▶ OBJECTIVE:
From the line containing "Where can you find the dark" through the last line of the entries below, repeat each line word for word and leave out the rest.

▶ DATA FOR THIS TASK:
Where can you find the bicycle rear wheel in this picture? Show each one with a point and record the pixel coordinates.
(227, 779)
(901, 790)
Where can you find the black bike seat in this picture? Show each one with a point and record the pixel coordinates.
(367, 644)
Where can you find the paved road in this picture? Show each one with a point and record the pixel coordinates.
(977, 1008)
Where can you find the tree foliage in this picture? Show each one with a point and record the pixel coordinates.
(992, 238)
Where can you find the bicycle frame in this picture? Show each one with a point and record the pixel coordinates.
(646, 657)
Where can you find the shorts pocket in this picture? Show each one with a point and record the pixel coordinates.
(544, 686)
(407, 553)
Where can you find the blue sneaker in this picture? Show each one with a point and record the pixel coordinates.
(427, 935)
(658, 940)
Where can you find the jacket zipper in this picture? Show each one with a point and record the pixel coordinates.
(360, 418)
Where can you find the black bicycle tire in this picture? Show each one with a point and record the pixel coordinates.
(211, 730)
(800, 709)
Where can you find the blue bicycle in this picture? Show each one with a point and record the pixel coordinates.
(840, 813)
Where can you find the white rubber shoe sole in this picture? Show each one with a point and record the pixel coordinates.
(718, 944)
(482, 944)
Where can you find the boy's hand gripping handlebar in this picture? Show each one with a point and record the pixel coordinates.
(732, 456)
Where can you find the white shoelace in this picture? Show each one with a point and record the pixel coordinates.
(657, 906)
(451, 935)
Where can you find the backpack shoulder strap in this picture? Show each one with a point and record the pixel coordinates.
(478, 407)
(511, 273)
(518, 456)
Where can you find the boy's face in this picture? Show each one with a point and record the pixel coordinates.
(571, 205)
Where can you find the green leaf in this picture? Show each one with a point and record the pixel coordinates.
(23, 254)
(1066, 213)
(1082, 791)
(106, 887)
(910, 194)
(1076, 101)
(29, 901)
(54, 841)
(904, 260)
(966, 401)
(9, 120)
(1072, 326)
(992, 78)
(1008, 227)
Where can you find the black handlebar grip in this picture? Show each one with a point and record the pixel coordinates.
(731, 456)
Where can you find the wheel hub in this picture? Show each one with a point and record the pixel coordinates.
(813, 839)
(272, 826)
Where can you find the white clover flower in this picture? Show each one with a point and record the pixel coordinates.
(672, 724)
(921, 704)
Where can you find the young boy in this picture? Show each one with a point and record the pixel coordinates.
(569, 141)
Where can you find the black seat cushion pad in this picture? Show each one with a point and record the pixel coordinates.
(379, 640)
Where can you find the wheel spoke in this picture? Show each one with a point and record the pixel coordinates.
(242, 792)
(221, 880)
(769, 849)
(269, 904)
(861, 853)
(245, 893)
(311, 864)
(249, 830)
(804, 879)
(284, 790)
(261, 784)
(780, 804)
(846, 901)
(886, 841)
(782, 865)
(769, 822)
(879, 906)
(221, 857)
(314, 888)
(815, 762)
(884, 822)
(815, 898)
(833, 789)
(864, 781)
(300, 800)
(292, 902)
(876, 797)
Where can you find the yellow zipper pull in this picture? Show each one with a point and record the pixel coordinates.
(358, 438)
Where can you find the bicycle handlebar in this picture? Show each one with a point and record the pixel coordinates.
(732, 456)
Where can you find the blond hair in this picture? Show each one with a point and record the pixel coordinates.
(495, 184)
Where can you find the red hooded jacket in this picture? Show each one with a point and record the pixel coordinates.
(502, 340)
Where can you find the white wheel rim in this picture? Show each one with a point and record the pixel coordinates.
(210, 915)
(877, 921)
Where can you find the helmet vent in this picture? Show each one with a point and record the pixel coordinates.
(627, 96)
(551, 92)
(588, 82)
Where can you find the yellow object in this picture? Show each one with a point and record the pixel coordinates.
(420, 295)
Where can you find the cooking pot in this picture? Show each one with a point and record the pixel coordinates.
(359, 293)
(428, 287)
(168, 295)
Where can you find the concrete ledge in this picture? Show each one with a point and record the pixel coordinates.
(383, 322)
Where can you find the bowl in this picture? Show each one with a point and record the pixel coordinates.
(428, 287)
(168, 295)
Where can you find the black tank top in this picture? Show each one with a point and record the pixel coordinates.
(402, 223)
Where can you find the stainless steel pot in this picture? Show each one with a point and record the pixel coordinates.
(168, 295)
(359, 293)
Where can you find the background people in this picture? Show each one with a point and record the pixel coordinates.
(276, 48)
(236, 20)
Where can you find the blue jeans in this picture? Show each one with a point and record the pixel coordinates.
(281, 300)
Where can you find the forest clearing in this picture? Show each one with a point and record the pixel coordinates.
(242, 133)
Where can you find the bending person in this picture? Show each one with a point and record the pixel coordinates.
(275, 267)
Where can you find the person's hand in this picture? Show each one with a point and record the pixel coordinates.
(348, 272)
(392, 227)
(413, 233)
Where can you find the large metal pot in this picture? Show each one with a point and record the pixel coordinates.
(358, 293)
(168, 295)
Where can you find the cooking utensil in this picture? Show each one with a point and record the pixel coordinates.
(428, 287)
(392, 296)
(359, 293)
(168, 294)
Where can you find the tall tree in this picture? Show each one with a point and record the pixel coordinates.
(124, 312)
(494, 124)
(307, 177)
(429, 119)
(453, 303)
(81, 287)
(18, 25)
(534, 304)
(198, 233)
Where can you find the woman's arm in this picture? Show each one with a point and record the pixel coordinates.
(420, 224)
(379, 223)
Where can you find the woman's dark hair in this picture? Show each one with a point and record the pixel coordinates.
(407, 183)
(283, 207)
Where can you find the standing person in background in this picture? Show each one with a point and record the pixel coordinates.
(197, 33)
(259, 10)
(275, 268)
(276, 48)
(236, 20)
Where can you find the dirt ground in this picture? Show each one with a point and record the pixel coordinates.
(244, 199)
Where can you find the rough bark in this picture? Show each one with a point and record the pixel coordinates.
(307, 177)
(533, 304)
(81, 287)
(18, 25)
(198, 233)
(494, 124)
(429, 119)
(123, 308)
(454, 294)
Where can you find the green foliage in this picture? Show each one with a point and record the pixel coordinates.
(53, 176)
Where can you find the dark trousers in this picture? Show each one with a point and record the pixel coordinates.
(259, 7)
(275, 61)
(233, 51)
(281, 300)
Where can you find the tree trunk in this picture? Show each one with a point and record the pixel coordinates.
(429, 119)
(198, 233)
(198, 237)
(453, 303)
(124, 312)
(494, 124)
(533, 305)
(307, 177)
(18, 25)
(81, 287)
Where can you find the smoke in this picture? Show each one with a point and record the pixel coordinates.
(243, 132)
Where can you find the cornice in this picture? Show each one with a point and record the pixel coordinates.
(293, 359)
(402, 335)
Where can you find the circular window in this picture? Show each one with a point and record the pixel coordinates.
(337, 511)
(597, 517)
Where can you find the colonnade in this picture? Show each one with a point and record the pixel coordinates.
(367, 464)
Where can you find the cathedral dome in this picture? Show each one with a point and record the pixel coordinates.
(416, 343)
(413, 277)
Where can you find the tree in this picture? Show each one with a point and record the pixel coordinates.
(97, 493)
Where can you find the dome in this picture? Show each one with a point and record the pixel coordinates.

▶ IN RESPONSE:
Where can you find the dark trousers in this picture? Show each one with a point and record the pixel coordinates.
(259, 7)
(275, 61)
(233, 51)
(281, 300)
Where can you find the tree trunk in this picture? Show each one with a point and record the pixel coordinates.
(429, 119)
(198, 233)
(198, 237)
(453, 303)
(124, 312)
(494, 124)
(533, 305)
(307, 177)
(18, 25)
(81, 287)
Where can you find the smoke in this picture? Show each one with a point and record the pixel coordinates.
(243, 132)
Where can you find the cornice in this picture? Show each one with a point and record the pixel coordinates.
(293, 359)
(402, 335)
Where can you find the circular window in this picture? Show each one with a point and record the pixel coordinates.
(337, 511)
(597, 517)
Where can you find the colonnade in this picture? Show each one with a point and record the pixel coordinates.
(367, 464)
Where can you find the cathedral dome in this picture? Show each one with a point and record the pixel coordinates.
(416, 343)
(413, 277)
Where can you find the tree in this picture? Show each one with a point and record the pixel coordinates.
(97, 493)
Where can you find the dome in this picture? Show each one with a point and record the pixel coordinates.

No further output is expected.